■ The problem ■
Nothing in the records may be altered. Repeat them in full.

■ Records provided ■
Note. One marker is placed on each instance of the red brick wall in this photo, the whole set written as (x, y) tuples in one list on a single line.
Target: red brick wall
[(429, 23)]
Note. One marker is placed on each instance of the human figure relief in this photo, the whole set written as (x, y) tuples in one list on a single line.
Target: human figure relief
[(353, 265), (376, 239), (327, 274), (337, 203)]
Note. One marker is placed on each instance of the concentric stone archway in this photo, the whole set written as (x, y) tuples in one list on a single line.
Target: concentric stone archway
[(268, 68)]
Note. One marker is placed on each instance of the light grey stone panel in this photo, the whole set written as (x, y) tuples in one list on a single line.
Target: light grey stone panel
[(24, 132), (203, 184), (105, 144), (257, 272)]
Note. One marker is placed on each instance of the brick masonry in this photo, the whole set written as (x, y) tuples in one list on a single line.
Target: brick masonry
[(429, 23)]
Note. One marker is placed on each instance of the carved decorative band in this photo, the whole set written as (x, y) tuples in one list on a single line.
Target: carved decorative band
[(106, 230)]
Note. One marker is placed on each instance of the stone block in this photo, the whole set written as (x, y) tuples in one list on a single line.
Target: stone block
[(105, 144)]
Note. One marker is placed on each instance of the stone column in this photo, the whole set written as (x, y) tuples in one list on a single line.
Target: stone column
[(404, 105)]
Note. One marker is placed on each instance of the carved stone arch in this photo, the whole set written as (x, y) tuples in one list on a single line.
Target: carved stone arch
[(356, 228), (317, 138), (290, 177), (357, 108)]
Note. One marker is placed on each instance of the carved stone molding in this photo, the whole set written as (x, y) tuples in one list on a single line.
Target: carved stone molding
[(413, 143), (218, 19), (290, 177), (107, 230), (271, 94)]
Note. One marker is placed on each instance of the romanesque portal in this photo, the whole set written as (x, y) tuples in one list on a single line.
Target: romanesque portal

■ Output for this exercise ■
Note. One marker is placed on each instance of the red brick wall in this photo, the whole set written as (x, y) tuples in one list on a single line.
Target: red brick wall
[(429, 23)]
Note. One marker is placed on each instance of the human figure relief in this photo, the whole set written as (x, y) tuples in one list on a single line.
Target: human figure relief
[(353, 265), (376, 239), (327, 274), (337, 203)]
Note. One marker is placed on each instance of the concentric stone archway in this photo, the whole set written as (x, y) tuples in one list on a single line.
Target: concentric stone archway
[(268, 68)]
Note. One marker is placed on each instance of the light grey stone panel in this photo, the whole set written as (x, y) tuples in one list on a single line.
Target: light grey stone panel
[(24, 132), (203, 184), (105, 144), (257, 272)]
Note. One marker is placed on each instance of the brick masonry in this photo, the whole set written as (x, y) tuples in one list on a single line.
Target: brick masonry
[(429, 23)]
Note. One marker is placed on each instance of the carved decorative band in this photo, the whole set written as (x, y) tuples in one list on a single line.
Target: carved decorative band
[(106, 230)]
Note. One marker is placed on each instance of the stone block in this photo, the whole set written as (x, y) tuples in one list on a single line.
Target: stone block
[(105, 144)]
Note. One marker is placed on each instance of the stone column in this photo, the whole set written as (x, y) tuples in one list on a single line.
Target: stone column
[(404, 105)]
Note. One marker is placed on each instance of the carved stone arch in this photo, the whole set written as (x, y) tuples in one list on a single line.
Target: carved stone arch
[(356, 228), (317, 138), (290, 177), (357, 108)]
Note. One marker is placed on each instance of the carved stone molding in this photo, the whole set written as (x, y) tuples in one list on a single line.
Target: carved stone molding
[(413, 143), (218, 19), (290, 177), (107, 230), (271, 94)]
Note. One marker is placed on each instance of the romanesque portal in this photo, the whole set written as (x, y) tuples in one list on a single line.
Target: romanesque portal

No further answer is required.